• EXTRACT TO READ:

/*
             LUFA Library
     Copyright (C) Dean Camera, 2012.

  dean [at] fourwalledcubicle [dot] com
           www.lufa-lib.org
*/

/*
  Copyright 2012  Dean Camera (dean [at] fourwalledcubicle [dot] com)

  Permission to use, copy, modify, distribute, and sell this
  software and its documentation for any purpose is hereby granted
  without fee, provided that the above copyright notice appear in
  all copies and that both that the copyright notice and this
  permission notice and warranty disclaimer appear in supporting
  documentation, and that the name of the author not be used in
  advertising or publicity pertaining to distribution of the
  software without specific, written prior permission.

  The author disclaim all warranties with regard to this
  software, including all implied warranties of merchantability
  and fitness.  In no event shall the author be liable for any
  special, indirect or consequential damages or any damages
  whatsoever resulting from loss of use, data or profits, whether
  in an action of contract, negligence or other tortious action,
  arising out of or in connection with the use or performance of
  this software.
*/

/** \file
 *  \brief SPI Peripheral Driver (XMEGA)
 *
 *  On-chip SPI driver for the XMEGA microcontrollers.
 *
 *  \note This file should not be included directly. It is automatically included as needed by the SPI driver
 *        dispatch header located in LUFA/Drivers/Peripheral/SPI.h.
 */

/** \ingroup Group_SPI
 *  \defgroup Group_SPI_XMEGA SPI Peripheral Driver (XMEGA)
 *
 *  \section Sec_ModDescription Module Description
 *  Driver for the hardware SPI port(s) available on XMEGA AVR microcontroller models. This
 *  module provides an easy to use driver for the setup and transfer of data over the AVR's
 *  SPI ports.
 *
 *  \note This file should not be included directly. It is automatically included as needed by the SPI driver
 *        dispatch header located in LUFA/Drivers/Peripheral/SPI.h.

• PROBLEMS:
1. Transcribe the passage of the SPI driver header between "The author disclaim" and "this software.", inclusive.
2. Answer from the SPI driver header:
(a) Who holds the copyright, and for what year?
(b) Which dispatch header automatically includes this file as needed?
(c) For which microcontrollers is this SPI driver intended?

• SUPPLIED ENTRIES:
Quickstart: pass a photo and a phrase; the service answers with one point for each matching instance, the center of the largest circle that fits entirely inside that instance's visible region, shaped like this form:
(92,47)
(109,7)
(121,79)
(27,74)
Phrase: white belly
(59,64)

• TASK-BY-TASK SOLUTIONS:
1.
The author disclaim all warranties with regard to this
  software, including all implied warranties of merchantability
  and fitness.  In no event shall the author be liable for any
  special, indirect or consequential damages or any damages
  whatsoever resulting from loss of use, data or profits, whether
  in an action of contract, negligence or other tortious action,
  arising out of or in connection with the use or performance of
  this software.

2.
(a) Dean Camera, 2012.
(b) LUFA/Drivers/Peripheral/SPI.h.
(c) XMEGA AVR microcontrollers.